- Supplied data:
########################################

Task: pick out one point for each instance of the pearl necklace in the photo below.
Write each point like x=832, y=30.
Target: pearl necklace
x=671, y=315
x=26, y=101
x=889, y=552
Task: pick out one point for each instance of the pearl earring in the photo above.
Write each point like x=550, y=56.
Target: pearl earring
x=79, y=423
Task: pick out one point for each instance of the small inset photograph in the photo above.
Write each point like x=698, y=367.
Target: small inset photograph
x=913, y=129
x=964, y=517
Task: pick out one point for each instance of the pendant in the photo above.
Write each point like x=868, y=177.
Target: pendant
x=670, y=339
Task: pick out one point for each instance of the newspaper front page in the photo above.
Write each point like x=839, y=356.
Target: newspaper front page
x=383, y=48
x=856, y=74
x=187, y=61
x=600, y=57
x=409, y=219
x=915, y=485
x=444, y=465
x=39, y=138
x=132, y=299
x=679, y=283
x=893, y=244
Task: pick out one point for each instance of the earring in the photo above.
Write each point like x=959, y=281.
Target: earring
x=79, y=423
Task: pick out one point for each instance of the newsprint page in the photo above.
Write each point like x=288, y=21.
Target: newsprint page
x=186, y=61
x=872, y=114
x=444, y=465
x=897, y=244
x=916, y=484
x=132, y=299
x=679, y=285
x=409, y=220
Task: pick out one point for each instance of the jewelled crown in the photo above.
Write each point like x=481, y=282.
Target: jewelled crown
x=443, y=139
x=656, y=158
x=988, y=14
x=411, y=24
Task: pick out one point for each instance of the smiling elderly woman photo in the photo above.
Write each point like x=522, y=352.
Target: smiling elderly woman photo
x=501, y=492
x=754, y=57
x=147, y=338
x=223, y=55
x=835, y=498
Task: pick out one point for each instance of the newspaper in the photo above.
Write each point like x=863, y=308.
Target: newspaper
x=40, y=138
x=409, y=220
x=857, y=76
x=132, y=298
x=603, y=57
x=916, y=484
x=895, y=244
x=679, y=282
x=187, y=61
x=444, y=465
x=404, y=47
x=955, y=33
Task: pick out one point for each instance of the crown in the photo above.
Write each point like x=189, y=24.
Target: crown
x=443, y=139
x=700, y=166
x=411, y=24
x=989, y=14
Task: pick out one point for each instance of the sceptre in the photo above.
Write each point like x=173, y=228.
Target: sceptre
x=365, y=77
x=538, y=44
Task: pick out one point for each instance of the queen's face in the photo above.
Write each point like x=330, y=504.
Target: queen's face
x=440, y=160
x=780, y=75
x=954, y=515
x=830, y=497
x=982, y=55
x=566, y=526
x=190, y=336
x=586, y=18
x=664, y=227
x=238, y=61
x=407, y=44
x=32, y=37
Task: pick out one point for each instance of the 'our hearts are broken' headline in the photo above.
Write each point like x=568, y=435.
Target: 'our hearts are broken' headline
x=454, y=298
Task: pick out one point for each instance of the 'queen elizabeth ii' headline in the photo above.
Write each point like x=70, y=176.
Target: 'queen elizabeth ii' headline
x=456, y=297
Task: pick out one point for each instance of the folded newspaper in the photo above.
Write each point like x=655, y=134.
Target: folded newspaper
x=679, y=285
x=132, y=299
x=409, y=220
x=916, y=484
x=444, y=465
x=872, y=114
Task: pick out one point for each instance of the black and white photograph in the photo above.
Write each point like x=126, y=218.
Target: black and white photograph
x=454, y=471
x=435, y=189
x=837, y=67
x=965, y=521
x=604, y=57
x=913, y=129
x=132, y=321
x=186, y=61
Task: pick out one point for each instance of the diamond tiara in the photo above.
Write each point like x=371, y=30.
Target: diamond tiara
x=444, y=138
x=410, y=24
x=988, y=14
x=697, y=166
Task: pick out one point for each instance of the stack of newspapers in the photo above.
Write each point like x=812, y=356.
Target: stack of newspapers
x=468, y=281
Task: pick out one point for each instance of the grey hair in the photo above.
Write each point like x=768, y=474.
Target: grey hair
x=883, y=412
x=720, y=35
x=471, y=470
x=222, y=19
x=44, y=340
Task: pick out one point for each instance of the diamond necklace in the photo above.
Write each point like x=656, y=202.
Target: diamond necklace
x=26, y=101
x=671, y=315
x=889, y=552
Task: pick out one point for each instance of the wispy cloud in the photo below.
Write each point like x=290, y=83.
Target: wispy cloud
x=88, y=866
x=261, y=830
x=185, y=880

########################################

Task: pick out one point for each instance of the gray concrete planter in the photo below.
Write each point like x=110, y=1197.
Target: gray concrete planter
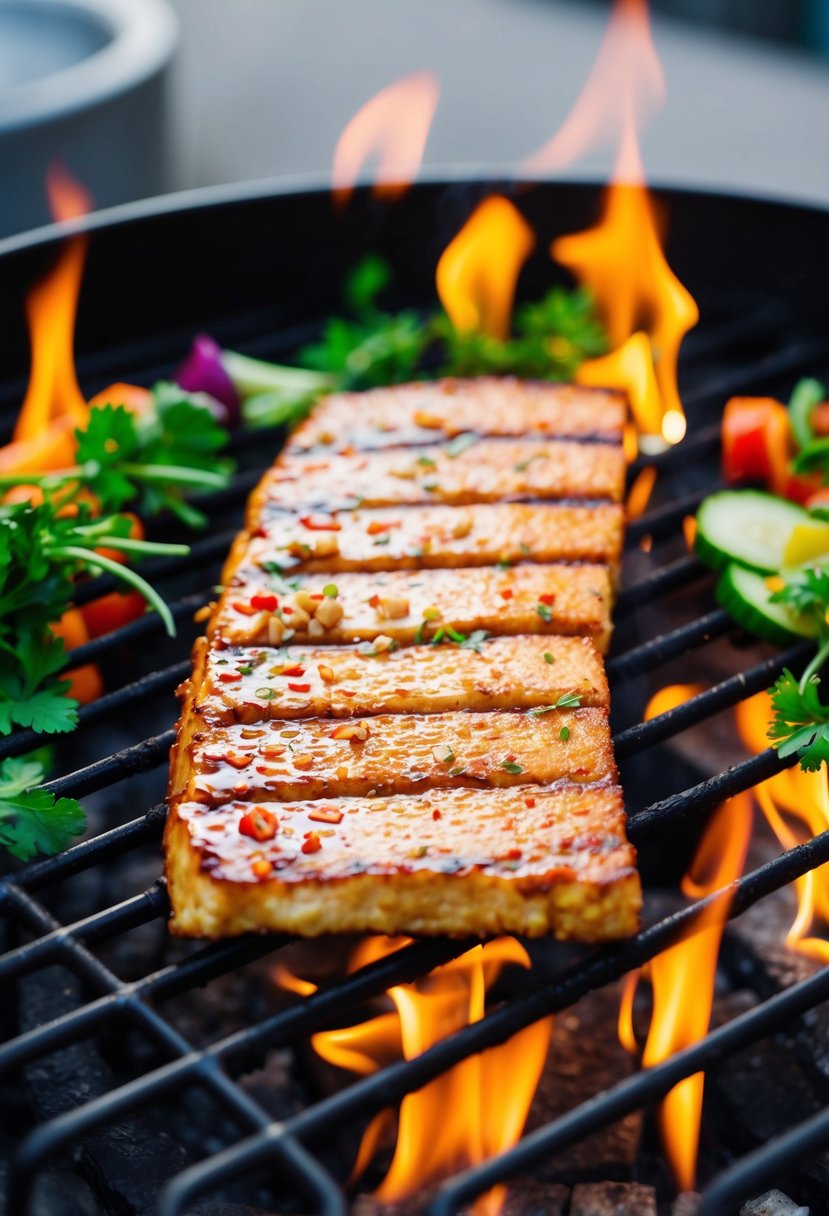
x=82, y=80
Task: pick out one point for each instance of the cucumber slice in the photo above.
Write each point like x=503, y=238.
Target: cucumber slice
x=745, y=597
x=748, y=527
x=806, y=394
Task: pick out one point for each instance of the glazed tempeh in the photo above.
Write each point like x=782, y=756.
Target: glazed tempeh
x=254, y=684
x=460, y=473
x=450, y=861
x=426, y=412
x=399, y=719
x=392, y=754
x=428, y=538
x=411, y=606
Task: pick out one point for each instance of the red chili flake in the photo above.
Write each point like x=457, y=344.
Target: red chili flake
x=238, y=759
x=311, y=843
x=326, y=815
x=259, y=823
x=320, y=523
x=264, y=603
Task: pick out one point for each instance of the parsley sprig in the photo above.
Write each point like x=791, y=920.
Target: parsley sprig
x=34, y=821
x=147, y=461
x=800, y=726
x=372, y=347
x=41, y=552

########################################

- Exercise prompt:
For this exercise, please output exactly the lines above starting at the line with "Task: pick out one point for each instance of the smiling" and ending at the line with "Write each point like x=863, y=308.", ends included.

- Exercise solution:
Task: pick out one point for each instance of the smiling elderly woman photo in the photo above.
Write each point like x=522, y=352.
Target: smiling elderly woman photo
x=501, y=492
x=754, y=57
x=147, y=338
x=223, y=55
x=835, y=498
Task: pick out one point for each instance of the newspaper in the photo above.
Write each point like x=863, y=308.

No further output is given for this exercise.